PROBLEM TO WORK ON |
From the listing below, extract each line that contains the string "prompts".

DATA RECORDS |
──────────────────────────────

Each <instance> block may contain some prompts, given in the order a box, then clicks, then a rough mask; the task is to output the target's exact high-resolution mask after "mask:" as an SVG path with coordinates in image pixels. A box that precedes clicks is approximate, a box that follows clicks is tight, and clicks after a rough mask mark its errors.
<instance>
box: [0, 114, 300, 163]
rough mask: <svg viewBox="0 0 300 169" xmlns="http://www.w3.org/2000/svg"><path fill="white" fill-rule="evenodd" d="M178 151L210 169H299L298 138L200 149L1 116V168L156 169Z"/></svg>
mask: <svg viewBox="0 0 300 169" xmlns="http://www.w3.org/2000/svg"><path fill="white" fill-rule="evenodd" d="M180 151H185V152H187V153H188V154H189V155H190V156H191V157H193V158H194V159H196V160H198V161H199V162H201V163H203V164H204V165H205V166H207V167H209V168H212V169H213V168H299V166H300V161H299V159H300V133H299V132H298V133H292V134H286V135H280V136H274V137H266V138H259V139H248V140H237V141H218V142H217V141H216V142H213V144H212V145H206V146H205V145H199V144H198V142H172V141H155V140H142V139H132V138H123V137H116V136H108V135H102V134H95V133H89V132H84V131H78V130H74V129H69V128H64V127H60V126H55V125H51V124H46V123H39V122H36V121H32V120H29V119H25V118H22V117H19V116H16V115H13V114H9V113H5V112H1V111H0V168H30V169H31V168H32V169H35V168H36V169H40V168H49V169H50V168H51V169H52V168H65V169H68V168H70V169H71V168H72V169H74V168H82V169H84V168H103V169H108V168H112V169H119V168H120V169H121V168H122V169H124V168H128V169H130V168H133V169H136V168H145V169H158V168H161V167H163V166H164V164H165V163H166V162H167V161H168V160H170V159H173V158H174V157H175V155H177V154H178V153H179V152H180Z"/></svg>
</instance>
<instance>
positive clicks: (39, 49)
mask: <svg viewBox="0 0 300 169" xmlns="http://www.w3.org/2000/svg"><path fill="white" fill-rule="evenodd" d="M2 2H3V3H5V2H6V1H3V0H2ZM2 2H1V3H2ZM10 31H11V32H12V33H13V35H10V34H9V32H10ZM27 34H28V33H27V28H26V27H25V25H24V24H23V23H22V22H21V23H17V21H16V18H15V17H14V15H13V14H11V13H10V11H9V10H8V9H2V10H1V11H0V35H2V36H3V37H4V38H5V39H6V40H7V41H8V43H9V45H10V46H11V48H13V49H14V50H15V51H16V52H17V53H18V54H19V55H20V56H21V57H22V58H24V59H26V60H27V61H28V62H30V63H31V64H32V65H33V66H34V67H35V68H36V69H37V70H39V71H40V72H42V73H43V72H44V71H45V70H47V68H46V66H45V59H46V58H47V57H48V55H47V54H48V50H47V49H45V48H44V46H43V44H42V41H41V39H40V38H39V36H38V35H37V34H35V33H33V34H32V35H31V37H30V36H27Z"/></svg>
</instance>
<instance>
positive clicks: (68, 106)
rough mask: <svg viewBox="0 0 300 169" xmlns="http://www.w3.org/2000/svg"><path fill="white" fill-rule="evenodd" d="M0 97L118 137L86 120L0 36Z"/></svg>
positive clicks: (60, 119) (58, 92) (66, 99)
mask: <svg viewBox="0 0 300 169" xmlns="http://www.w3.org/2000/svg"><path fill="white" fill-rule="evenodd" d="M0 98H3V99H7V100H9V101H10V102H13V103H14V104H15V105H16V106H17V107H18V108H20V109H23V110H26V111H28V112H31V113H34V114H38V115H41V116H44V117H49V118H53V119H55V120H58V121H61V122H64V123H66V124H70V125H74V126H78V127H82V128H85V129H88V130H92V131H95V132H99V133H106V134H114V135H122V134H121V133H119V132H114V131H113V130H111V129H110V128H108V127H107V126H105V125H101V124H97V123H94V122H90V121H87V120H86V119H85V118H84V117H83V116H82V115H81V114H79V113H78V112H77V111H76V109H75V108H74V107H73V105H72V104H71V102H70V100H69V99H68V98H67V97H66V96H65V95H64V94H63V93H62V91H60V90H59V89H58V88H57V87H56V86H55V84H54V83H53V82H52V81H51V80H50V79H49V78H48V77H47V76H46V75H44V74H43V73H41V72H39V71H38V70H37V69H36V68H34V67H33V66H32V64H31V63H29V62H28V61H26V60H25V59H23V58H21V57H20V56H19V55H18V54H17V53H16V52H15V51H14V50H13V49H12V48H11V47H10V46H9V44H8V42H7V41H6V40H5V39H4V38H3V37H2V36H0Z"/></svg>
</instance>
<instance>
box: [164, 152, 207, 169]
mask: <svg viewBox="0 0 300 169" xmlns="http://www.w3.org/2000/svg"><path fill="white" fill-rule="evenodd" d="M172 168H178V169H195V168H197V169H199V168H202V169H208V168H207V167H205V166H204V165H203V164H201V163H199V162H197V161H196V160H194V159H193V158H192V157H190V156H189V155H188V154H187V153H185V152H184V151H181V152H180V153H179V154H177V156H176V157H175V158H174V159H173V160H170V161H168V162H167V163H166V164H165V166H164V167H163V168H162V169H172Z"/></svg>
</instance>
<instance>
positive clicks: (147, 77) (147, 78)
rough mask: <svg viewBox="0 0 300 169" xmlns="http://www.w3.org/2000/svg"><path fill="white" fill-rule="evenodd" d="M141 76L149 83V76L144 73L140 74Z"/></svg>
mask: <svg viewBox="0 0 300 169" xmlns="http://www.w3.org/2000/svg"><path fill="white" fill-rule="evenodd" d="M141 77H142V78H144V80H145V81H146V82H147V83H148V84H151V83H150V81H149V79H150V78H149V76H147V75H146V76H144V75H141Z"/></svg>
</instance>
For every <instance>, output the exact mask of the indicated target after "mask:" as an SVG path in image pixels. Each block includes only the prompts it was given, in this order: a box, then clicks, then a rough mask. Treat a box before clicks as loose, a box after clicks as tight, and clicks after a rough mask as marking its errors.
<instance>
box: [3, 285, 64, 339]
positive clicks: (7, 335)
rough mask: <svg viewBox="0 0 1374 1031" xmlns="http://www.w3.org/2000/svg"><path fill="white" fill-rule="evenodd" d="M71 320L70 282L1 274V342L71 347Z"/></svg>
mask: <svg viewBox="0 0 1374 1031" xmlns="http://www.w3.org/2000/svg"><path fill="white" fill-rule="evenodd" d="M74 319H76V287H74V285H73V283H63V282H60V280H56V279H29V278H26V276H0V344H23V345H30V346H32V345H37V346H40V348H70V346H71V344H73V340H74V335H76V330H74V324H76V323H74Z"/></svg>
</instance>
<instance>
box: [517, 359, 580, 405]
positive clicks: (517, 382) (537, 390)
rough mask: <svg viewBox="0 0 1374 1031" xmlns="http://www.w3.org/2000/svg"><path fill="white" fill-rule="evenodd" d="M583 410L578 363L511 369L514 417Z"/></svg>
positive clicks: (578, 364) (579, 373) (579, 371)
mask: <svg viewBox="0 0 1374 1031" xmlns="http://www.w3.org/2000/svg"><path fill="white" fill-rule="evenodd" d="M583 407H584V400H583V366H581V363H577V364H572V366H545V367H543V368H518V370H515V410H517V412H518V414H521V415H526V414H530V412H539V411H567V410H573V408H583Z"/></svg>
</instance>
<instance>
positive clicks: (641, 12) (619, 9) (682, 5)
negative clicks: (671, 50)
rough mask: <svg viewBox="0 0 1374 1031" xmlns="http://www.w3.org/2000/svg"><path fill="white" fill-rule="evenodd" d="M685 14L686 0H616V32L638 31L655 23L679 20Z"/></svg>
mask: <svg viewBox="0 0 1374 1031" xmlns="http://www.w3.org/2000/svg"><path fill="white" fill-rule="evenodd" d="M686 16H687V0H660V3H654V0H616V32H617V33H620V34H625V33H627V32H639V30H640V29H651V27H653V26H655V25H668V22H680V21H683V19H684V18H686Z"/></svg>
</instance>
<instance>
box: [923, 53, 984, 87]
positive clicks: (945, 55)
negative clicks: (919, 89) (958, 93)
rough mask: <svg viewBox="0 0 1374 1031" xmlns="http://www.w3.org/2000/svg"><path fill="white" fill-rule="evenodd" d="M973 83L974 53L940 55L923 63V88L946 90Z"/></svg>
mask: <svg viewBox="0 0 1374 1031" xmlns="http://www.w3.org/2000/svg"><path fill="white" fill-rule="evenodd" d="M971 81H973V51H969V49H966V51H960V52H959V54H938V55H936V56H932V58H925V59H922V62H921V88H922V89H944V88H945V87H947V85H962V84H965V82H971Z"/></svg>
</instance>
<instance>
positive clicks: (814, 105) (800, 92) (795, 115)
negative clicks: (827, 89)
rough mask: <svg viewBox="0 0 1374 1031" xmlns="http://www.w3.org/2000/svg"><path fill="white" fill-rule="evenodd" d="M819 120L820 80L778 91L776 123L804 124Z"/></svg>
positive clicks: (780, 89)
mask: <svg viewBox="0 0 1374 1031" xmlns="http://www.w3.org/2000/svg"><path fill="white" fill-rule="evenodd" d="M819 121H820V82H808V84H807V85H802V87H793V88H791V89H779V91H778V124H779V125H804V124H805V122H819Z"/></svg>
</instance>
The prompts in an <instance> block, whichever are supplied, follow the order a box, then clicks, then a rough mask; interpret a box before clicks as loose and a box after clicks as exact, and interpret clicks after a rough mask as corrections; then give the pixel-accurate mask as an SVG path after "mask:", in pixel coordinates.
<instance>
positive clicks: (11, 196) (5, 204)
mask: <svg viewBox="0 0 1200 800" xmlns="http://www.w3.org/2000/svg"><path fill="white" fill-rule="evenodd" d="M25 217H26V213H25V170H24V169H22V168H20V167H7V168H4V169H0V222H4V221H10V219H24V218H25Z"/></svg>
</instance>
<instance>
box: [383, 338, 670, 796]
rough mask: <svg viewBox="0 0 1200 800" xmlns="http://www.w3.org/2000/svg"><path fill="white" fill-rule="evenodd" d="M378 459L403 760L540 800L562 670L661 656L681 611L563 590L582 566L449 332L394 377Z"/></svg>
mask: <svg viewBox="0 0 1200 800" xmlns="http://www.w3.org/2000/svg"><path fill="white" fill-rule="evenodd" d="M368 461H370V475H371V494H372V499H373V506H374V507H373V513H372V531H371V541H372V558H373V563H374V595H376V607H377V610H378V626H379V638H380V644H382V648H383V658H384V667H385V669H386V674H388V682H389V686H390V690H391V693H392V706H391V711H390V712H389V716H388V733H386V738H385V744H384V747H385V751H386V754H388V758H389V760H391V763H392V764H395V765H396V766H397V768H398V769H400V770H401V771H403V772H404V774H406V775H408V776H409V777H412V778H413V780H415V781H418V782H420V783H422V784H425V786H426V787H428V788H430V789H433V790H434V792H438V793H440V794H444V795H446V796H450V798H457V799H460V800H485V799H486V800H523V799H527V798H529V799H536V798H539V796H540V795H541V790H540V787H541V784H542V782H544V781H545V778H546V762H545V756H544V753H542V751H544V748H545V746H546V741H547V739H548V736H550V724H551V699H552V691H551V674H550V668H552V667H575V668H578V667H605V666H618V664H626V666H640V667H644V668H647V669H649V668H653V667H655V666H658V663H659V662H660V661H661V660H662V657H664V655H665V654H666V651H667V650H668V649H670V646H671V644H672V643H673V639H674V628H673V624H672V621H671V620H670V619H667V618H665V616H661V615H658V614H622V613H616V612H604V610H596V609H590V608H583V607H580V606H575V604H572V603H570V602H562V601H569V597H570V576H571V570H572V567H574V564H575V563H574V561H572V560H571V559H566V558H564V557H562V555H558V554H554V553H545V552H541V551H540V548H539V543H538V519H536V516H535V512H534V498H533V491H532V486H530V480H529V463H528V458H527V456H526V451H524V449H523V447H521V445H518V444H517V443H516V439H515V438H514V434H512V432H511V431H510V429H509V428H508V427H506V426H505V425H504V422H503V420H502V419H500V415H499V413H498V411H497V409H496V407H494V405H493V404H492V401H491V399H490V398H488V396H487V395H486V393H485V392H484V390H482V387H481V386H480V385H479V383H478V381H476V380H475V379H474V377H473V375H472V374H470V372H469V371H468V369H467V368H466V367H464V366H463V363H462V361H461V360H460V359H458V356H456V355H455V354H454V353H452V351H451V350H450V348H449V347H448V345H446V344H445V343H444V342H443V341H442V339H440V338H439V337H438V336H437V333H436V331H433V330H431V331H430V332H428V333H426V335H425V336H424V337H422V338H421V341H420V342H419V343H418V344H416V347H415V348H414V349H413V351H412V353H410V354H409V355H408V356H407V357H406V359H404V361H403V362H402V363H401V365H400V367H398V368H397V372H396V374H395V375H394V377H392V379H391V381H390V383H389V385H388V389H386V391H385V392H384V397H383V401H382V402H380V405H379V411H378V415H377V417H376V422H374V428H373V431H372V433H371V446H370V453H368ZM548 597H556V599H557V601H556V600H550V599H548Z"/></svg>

──────────────────────────────

SOLUTION FOR THIS TASK |
Each <instance> block may contain some prompts, given in the order a box, then clicks, then a rough mask; the task is to output the target's exact high-resolution mask after "mask:" as an SVG path with coordinates in image pixels. A box that precedes clicks is approximate, a box that follows clicks is tight, and clicks after a rough mask mark its errors.
For every <instance>, output the exact mask of the indicated target after "mask:" as an SVG path in image pixels. Each block includes only the prompts it was given, in this order: a box, then clicks, then a rough mask. Treat a box before clicks as loose, a box after clicks as tight, and clicks after a rough mask as marking its errors.
The prompts in an <instance> block, whichever are supplied, follow the order a box, then clicks, then a rough mask; interpret a box before clicks as loose and a box after clicks as exact, and interpret clicks after a rough mask as corrections; then give the pixel-accurate mask as an SVG path after "mask:", in pixel coordinates.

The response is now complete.